> _Required work_:
Format the material below as a Markdown table with two columns, Row and Line: one row per line, numbered in order, skipping blank lines. Leave the pictures out.

> _Data supplied_:
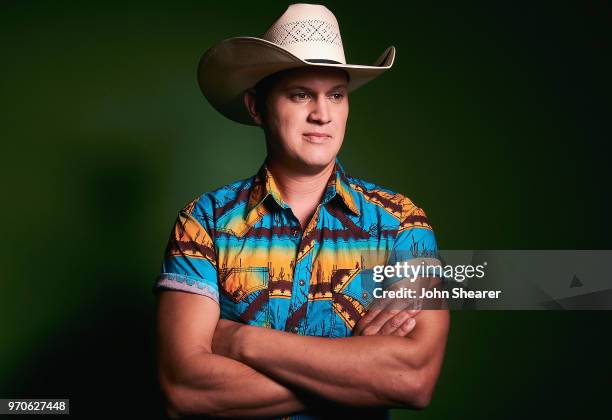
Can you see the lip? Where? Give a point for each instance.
(315, 137)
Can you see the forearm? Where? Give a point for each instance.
(366, 370)
(219, 386)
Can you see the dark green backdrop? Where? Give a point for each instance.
(495, 119)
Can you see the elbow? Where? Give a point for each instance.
(181, 402)
(415, 390)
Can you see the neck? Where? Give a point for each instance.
(300, 187)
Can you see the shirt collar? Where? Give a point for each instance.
(337, 185)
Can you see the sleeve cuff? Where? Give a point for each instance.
(185, 283)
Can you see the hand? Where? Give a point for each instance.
(225, 340)
(390, 316)
(383, 321)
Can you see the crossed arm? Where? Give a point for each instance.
(206, 363)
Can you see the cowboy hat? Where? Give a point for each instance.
(304, 35)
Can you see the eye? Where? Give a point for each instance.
(299, 96)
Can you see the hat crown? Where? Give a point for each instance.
(310, 32)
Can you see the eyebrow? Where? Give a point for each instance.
(292, 87)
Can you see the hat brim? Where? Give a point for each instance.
(236, 64)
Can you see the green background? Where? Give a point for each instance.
(495, 119)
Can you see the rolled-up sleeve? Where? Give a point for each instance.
(190, 262)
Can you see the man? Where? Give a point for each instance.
(275, 320)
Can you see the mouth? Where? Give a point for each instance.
(316, 137)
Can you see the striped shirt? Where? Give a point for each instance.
(241, 246)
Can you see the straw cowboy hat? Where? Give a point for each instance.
(305, 35)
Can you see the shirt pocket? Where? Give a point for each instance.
(350, 300)
(245, 291)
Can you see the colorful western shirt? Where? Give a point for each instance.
(242, 246)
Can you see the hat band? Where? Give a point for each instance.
(322, 60)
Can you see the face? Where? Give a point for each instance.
(306, 114)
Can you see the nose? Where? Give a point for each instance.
(320, 112)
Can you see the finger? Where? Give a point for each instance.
(406, 328)
(394, 323)
(365, 320)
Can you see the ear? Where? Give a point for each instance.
(251, 104)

> _Output of the task_:
| Row | Line |
|---|---|
| 1 | Can you see the lip? Where? Give a point for each instance. |
| 2 | (315, 137) |
| 3 | Can you see the forearm? Where? Give a point for each instance. |
| 4 | (366, 370) |
| 5 | (219, 386) |
| 6 | Can you see the dark green backdrop? Where? Give a point for each instance. |
| 7 | (495, 119) |
| 8 | Can you see the elbow? Where? Give a point for each instance. |
| 9 | (181, 402) |
| 10 | (415, 390) |
| 11 | Can you see the neck? Where? Give a point for each instance. |
| 12 | (300, 187) |
| 13 | Can you see the shirt collar? Where? Give a point for each instance. |
| 14 | (337, 185) |
| 15 | Can you see the sleeve cuff? Where? Give a point for each instance. |
| 16 | (185, 283) |
| 17 | Can you see the hand? Where? Give a point for each instance. |
| 18 | (225, 340) |
| 19 | (390, 316) |
| 20 | (383, 321) |
| 21 | Can you see the crossed arm? Where? Give a point for each instance. |
| 22 | (206, 363) |
| 23 | Can you see the cowboy hat? Where? Give a point for each instance. |
| 24 | (304, 35) |
| 25 | Can you see the eye? Where? Give a point for each instance. |
| 26 | (299, 96) |
| 27 | Can you see the hat crown? Where? Give a point for each instance. |
| 28 | (310, 32) |
| 29 | Can you see the eyebrow? Where? Give a point for each instance. |
| 30 | (292, 87) |
| 31 | Can you see the hat brim? Where? Give a point for each instance. |
| 32 | (236, 64) |
| 33 | Can you see the green background? Where? Give a point for each instance. |
| 34 | (495, 119) |
| 35 | Can you see the rolled-up sleeve? Where? Give a point for each instance. |
| 36 | (190, 262) |
| 37 | Can you see the man? Where? Give a point for each instance. |
| 38 | (275, 320) |
| 39 | Can you see the mouth? Where? Give a point for each instance. |
| 40 | (316, 137) |
| 41 | Can you see the striped shirt? Where? Give a point for each instance. |
| 42 | (241, 246) |
| 43 | Can you see the straw cowboy hat? Where? Give a point for each instance. |
| 44 | (305, 35) |
| 45 | Can you see the shirt pocket? Where? Give a point for each instance. |
| 46 | (350, 300) |
| 47 | (245, 291) |
| 48 | Can you see the colorful western shirt? Where? Give a point for each instance. |
| 49 | (242, 246) |
| 50 | Can you see the hat band? Where? Give a point for each instance. |
| 51 | (322, 60) |
| 52 | Can you see the face? Where? Give a point for each instance. |
| 53 | (306, 114) |
| 54 | Can you see the nose? Where? Give a point for each instance. |
| 55 | (320, 112) |
| 56 | Can you see the finger? Where? Give a point for each instance. |
| 57 | (406, 328) |
| 58 | (394, 323) |
| 59 | (365, 320) |
| 60 | Can you see the ear? Where? Give a point for each instance. |
| 61 | (251, 104) |